_Excerpt to read_
Houston’s Apache Corp. has returned online most curtailed volumes in the Permian Basin as commodity prices have improved, but finishing uncompleted wells will take precedence over ramping up development, CEO John J. Christmann IV said Thursday.
Christmann led a conference call to discuss the quarterly results for the global independent, which has put a lower priority on its Lower 48 fields to concentrate capital in international prospects, most notably Suriname.
The gassy Alpine High development in West Texas, until recently the independent’s No. 1 global field, is seeing more activity of late as prices have moved higher, Christmann said.
“Given the very favorable service cost environment, Apache recently commissioned two fracture stimulation crews” for the Permian to begin finishing up an inventory of drilled but uncompleted (DUC) wells.
The DUC activity may have “only a nominal impact” on spending in 4Q2020, as Apache is going to be cautious with capital into the coming year. Capital expenditures for this year are expected to be around $1 billion, lower than initially forecast.
No plans are in the pipe for “sustained” exploration and development in the Permian, Christmann told investors. Apache suspended Permian activity in April as energy demand collapsed under the weight of Covid-19.

_Tasks to complete_
• A. Translate this sentence from the Apache article into Spanish: "Apache suspended Permian activity in April as energy demand collapsed under the weight of Covid-19."
• B. Pull out the stretch of the Apache article from "Houston’s Apache Corp." through "higher, Christmann said.", word for word.

_Image point grounding data_
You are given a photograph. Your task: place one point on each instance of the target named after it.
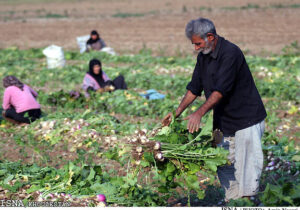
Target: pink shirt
(21, 100)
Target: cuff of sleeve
(193, 90)
(220, 90)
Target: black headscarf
(97, 77)
(12, 81)
(92, 41)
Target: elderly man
(222, 72)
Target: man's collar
(214, 53)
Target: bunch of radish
(140, 143)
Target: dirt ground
(257, 27)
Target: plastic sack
(55, 56)
(81, 42)
(152, 95)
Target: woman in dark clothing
(97, 80)
(95, 42)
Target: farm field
(85, 147)
(113, 143)
(262, 27)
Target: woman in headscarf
(96, 79)
(19, 102)
(95, 42)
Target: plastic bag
(55, 56)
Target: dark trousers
(32, 115)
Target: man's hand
(167, 119)
(100, 90)
(193, 122)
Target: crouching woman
(19, 102)
(97, 80)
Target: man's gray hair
(200, 27)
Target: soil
(257, 27)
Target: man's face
(96, 69)
(94, 37)
(202, 45)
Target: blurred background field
(128, 25)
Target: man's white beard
(207, 49)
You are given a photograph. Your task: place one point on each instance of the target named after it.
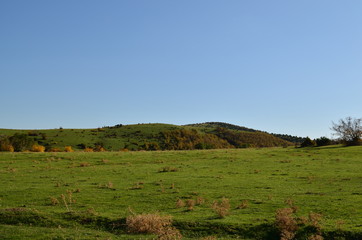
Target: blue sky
(279, 66)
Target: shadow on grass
(265, 231)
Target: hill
(156, 136)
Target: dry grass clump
(244, 204)
(180, 203)
(137, 186)
(37, 148)
(168, 169)
(221, 208)
(190, 203)
(286, 223)
(200, 200)
(54, 201)
(84, 164)
(153, 224)
(209, 238)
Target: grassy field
(105, 186)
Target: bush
(21, 142)
(88, 150)
(5, 144)
(68, 149)
(37, 148)
(308, 142)
(323, 141)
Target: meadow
(80, 195)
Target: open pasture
(88, 195)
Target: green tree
(21, 142)
(349, 130)
(308, 142)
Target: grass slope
(324, 180)
(134, 137)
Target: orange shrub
(6, 147)
(55, 150)
(37, 148)
(68, 149)
(88, 150)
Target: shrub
(21, 142)
(200, 200)
(88, 150)
(308, 142)
(84, 164)
(68, 149)
(323, 141)
(37, 148)
(180, 203)
(55, 150)
(190, 203)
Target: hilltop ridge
(151, 136)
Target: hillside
(155, 136)
(207, 126)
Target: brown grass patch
(153, 224)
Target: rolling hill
(156, 136)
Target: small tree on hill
(322, 141)
(349, 130)
(307, 142)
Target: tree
(307, 142)
(21, 142)
(349, 130)
(322, 141)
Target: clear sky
(279, 66)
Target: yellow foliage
(6, 147)
(99, 149)
(37, 148)
(68, 149)
(88, 150)
(54, 150)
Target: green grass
(323, 180)
(128, 136)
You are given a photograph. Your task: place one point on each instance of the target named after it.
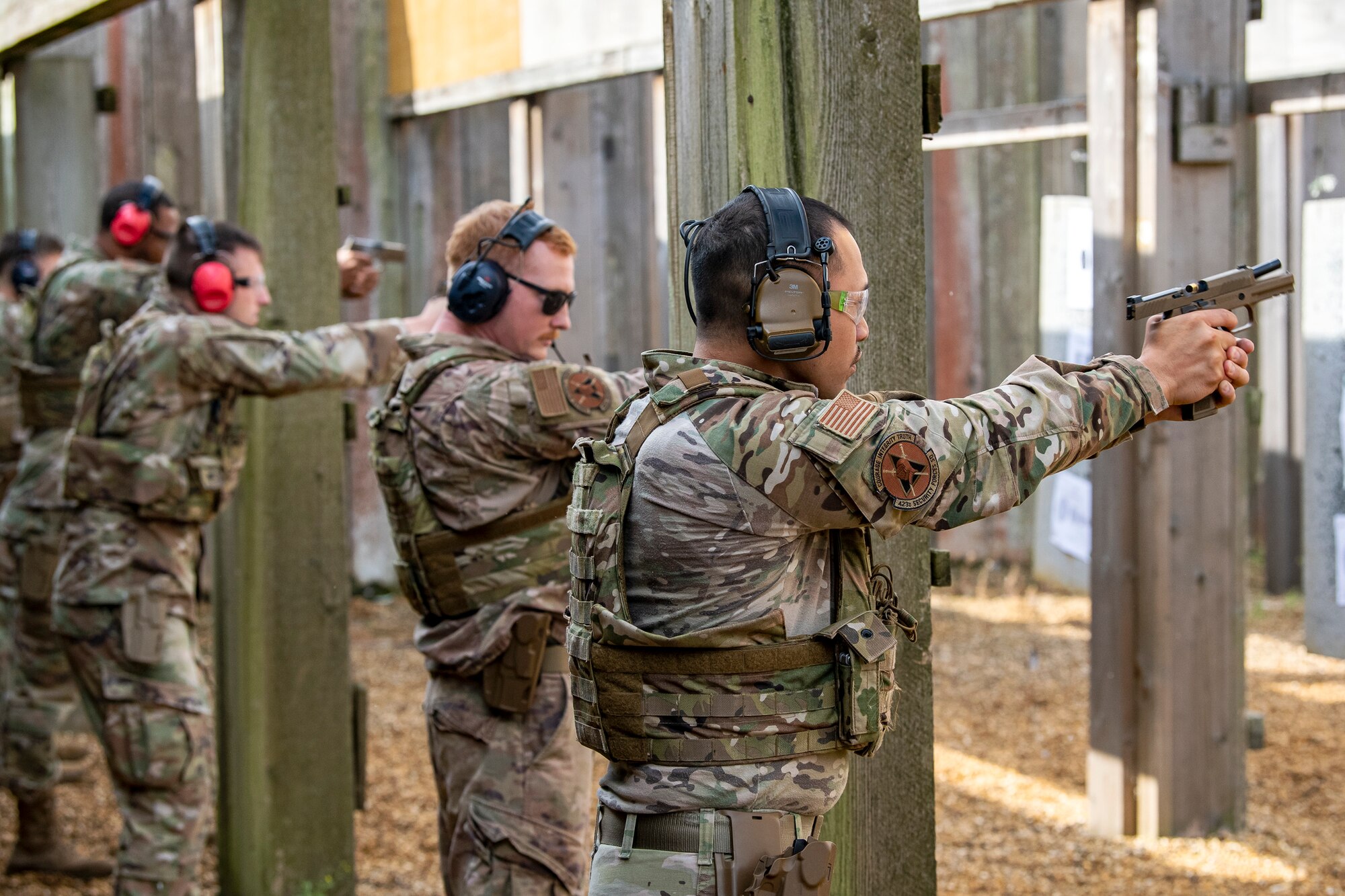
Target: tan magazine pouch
(510, 682)
(37, 568)
(143, 618)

_Written responses_
• A. Apache suspendió la actividad en el Pérmico en abril, cuando la demanda de energía se desplomó bajo el peso de la Covid-19.

• B.
Houston’s Apache Corp. has returned online most curtailed volumes in the Permian Basin as commodity prices have improved, but finishing uncompleted wells will take precedence over ramping up development, CEO John J. Christmann IV said Thursday.
Christmann led a conference call to discuss the quarterly results for the global independent, which has put a lower priority on its Lower 48 fields to concentrate capital in international prospects, most notably Suriname.
The gassy Alpine High development in West Texas, until recently the independent’s No. 1 global field, is seeing more activity of late as prices have moved higher, Christmann said.